• _What you should do_: Output the records exactly as they appear, with no pictures included.

• _Data for this exercise_:
_ _ _ _ _ _ _

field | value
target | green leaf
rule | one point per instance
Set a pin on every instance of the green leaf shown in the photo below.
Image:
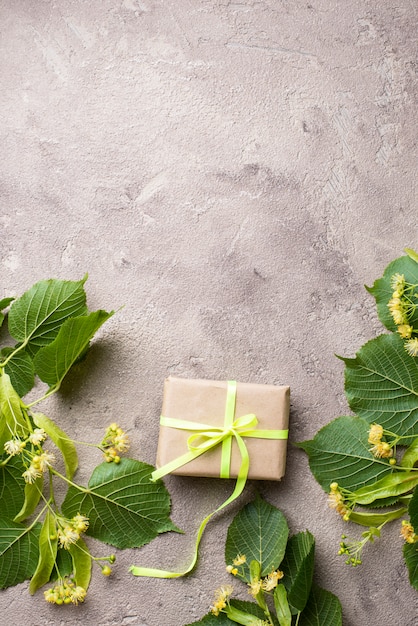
(395, 485)
(410, 458)
(339, 452)
(125, 509)
(249, 608)
(322, 609)
(63, 565)
(12, 488)
(12, 419)
(412, 254)
(38, 314)
(19, 552)
(33, 492)
(20, 369)
(281, 605)
(54, 361)
(4, 303)
(61, 440)
(410, 553)
(259, 531)
(381, 385)
(298, 566)
(48, 545)
(382, 291)
(376, 519)
(82, 563)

_ _ _ _ _ _ _

• _Solved problem_:
field | value
target | green leaf
rule | one point per instance
Set a pin on every instance of the green leaf shown in the photo below.
Image:
(395, 485)
(410, 458)
(339, 452)
(125, 509)
(249, 608)
(322, 609)
(63, 565)
(12, 488)
(12, 419)
(412, 254)
(38, 314)
(19, 552)
(33, 492)
(20, 369)
(281, 605)
(54, 361)
(4, 303)
(61, 440)
(410, 553)
(259, 531)
(381, 385)
(298, 566)
(48, 545)
(382, 291)
(376, 519)
(82, 563)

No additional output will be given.